### RECORDS SUPPLIED

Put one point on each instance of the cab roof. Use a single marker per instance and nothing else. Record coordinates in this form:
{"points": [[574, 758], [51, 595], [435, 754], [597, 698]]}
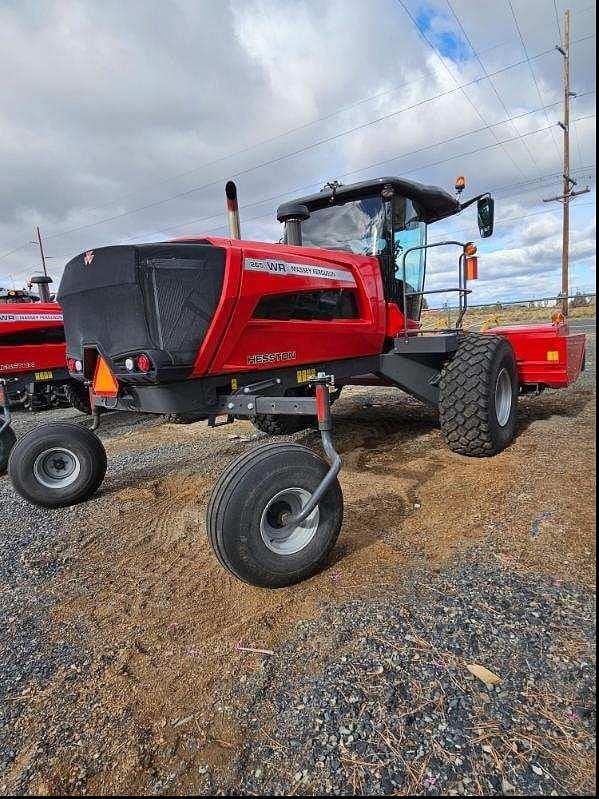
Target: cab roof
{"points": [[432, 202]]}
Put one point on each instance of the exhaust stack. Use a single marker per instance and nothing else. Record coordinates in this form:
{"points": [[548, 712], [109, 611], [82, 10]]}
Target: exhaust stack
{"points": [[43, 286], [232, 210]]}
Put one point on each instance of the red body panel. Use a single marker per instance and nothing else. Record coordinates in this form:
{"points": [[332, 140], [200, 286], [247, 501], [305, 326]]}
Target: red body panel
{"points": [[24, 358], [235, 338], [532, 343]]}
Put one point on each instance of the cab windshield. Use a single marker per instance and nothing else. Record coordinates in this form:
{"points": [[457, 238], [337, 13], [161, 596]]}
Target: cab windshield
{"points": [[409, 232], [356, 227]]}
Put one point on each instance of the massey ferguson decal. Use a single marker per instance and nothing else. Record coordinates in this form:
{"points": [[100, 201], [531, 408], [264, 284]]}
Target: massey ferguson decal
{"points": [[13, 367], [284, 268], [271, 357], [55, 317]]}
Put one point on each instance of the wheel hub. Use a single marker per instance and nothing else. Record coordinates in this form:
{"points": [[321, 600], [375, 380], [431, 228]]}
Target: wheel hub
{"points": [[56, 468], [276, 535], [503, 397]]}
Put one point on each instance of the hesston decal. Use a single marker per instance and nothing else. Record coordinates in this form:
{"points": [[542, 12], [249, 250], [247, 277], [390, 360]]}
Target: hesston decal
{"points": [[271, 357]]}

### EXERCISE DESCRIPTION
Pictures in the entries are to be skipped, and everything else repeated word for word.

### TASK RESPONSE
Put one point on each instance of the cab roof. Use a single marker per instance and nothing else. Record coordinates in this form:
{"points": [[574, 758], [51, 595], [435, 754], [597, 698]]}
Target: cab roof
{"points": [[432, 202]]}
Put one point on each instance of the exhaust stack. Use a single marker per instance and nothing else. Record coordinates in this form:
{"points": [[548, 712], [109, 611], [82, 10]]}
Target: exhaust stack
{"points": [[43, 286], [232, 210]]}
Put one point on each instance of the red body panel. Use a single marker per instance and nothing else. Record coordinates in this form:
{"points": [[332, 140], [200, 286], [247, 501], [305, 326]]}
Target: red body panel
{"points": [[24, 358], [235, 338], [532, 343]]}
Put one point on each instance of the cab windshield. Use a single marker per instance and nothing else. Record coordinates in this form:
{"points": [[457, 238], [337, 13], [161, 596]]}
Target: cab windshield
{"points": [[409, 232], [356, 227]]}
Put one point on each instance of the massey ferguson decal. Use a single marker per instance and nothing else. Record coordinates in this form:
{"points": [[100, 201], [531, 408], [264, 284]]}
Target: massey ferguson decal
{"points": [[13, 367], [284, 268], [271, 357], [55, 317]]}
Put one point on each instance of the wheel hub. Use a single marker per instance and nothing else. Record coordinates in this form:
{"points": [[321, 600], [375, 380], [431, 228]]}
Target: wheel hub
{"points": [[56, 468], [276, 535], [503, 397]]}
Put one point on each instance of the hesston decal. Use a single marker per instance and nothing else. Record coordinates in this form:
{"points": [[542, 12], [249, 250], [247, 277], [390, 360]]}
Target: hesston decal
{"points": [[271, 357]]}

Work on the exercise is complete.